ФОРМУЛИРОВКА ЗАДАНИЯ
Дословно и целиком воспроизведите приведенный ниже отрывок об Афанасии Лаврентьевиче Ордин-Нащокине.

ТЕКСТ СТРАНИЦЫ
※

К неприятию Афанасия Лаврентьевича следует прибавить уже упомянутые конфликты с людьми родовитыми. Последние отчасти были как бы запрограммированы, имея в виду местнические порядки и претензии Ордина. А если к этому добавить гордыню, спесь и зависть некоторых родовитых противников Ордин-Нащокина, то стрелка его неприятия просто зашкаливала. Таким соперником был, к примеру, князь Иван Андреевич Хованский, которому наша история обязана хованщиной — событиями 1682 года, связанными с воцарением Петра и началом регентства царевны Софьи. Хованский испытывал просто патологическую ненависть к Афанасию и не упускал случая, чтобы унизить его лично и воспрепятствовать осуществлению его планов. При этом он даже не пытался разобраться в них. Достаточно было, что они исходили от Ордин-Нащокина. Потому не случайной кажется сентенция нашего героя об отношении к делу служилых и приказных людей в Московском государстве, она им выстрадана, опробована на себе. «У нас любят дело или ненавидят, смотря не по делу, а по человеку», — писал он в одном из писем Алексею Михайловичу, еще не ведая об обобщающем характере сделанного им открытия.

※

ВЫДЕРЖКИ ИЗ ДАННЫХ
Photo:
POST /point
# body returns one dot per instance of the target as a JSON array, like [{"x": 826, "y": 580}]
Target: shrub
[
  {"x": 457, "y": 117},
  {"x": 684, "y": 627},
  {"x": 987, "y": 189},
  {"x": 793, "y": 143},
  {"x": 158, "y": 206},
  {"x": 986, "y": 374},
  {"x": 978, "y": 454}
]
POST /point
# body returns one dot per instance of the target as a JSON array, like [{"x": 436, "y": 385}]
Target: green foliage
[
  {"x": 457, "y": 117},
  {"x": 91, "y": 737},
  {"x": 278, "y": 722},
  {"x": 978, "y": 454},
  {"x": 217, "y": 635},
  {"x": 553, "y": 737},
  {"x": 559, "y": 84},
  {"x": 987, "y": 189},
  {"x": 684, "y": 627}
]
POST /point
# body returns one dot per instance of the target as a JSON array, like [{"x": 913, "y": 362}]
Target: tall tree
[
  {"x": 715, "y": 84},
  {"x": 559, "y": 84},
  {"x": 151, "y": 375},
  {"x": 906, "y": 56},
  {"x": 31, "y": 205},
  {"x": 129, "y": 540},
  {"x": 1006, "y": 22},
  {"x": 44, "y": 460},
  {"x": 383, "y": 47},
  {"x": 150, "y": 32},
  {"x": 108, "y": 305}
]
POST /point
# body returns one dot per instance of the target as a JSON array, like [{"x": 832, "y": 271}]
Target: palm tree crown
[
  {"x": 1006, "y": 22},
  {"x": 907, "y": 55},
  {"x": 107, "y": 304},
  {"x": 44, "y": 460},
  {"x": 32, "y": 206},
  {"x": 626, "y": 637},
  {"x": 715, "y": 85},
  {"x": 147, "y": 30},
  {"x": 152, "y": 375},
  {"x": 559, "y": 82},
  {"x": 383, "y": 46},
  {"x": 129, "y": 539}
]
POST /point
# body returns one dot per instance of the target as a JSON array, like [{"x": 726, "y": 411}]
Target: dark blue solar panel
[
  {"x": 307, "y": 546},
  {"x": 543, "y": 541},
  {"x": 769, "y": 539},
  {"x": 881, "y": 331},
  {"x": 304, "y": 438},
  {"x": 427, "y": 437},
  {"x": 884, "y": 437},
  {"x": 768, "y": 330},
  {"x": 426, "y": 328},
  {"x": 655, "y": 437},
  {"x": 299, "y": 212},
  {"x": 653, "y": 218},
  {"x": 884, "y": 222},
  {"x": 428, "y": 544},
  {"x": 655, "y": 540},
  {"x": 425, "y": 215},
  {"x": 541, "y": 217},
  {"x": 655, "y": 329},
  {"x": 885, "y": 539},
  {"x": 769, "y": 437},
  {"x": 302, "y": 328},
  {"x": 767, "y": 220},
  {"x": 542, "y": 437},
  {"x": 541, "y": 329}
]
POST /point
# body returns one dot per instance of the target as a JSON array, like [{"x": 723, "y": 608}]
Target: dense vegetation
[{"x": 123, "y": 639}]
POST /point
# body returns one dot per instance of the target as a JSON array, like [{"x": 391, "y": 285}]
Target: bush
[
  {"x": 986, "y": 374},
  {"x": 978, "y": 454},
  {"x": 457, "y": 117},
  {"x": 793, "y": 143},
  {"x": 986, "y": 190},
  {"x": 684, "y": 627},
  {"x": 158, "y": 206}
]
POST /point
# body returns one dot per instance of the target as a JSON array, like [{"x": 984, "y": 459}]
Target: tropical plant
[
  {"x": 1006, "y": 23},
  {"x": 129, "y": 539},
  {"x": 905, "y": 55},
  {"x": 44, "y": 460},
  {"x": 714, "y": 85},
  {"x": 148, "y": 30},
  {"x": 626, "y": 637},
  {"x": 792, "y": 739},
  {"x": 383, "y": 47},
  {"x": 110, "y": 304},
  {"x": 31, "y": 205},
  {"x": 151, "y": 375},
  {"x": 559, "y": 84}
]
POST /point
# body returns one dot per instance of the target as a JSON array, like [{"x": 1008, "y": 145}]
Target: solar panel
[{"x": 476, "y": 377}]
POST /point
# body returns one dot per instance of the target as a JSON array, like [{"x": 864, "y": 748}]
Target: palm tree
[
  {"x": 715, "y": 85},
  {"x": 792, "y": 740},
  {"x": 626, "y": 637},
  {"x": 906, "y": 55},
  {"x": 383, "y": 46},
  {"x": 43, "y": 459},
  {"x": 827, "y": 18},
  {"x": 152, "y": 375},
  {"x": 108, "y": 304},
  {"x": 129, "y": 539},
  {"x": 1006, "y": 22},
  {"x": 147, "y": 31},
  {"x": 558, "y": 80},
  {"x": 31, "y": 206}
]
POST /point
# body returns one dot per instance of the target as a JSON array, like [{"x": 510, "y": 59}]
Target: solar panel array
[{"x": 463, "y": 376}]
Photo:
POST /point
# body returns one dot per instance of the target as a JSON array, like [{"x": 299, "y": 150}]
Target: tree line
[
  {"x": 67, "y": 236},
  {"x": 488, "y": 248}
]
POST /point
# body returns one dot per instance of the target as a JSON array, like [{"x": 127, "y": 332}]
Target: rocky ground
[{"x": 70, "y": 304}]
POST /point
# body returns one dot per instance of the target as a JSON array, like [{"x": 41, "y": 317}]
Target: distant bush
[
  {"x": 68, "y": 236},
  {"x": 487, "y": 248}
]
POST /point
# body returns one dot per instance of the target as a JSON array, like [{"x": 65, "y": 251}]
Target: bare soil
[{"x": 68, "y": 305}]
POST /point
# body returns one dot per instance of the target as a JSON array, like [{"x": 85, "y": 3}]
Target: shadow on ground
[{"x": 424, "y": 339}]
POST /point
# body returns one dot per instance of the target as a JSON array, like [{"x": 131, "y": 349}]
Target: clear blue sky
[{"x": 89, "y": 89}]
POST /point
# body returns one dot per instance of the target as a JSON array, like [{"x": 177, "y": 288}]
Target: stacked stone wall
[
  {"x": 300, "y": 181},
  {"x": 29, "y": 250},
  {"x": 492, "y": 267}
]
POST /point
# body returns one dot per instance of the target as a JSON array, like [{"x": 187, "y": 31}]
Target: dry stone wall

※

ОТВЕТ НА ЗАДАНИЕ
К неприятию Афанасия Лаврентьевича следует прибавить уже упомянутые конфликты с людьми родовитыми. Последние отчасти были как бы запрограммированы, имея в виду местнические порядки и претензии Ордина. А если к этому добавить гордыню, спесь и зависть некоторых родовитых противников Ордин-Нащокина, то стрелка его неприятия просто зашкаливала. Таким соперником был, к примеру, князь Иван Андреевич Хованский, которому наша история обязана хованщиной — событиями 1682 года, связанными с воцарением Петра и началом регентства царевны Софьи. Хованский испытывал просто патологическую ненависть к Афанасию и не упускал случая, чтобы унизить его лично и воспрепятствовать осуществлению его планов. При этом он даже не пытался разобраться в них. Достаточно было, что они исходили от Ордин-Нащокина. Потому не случайной кажется сентенция нашего героя об отношении к делу служилых и приказных людей в Московском государстве, она им выстрадана, опробована на себе. «У нас любят дело или ненавидят, смотря не по делу, а по человеку», — писал он в одном из писем Алексею Михайловичу, еще не ведая об обобщающем характере сделанного им открытия.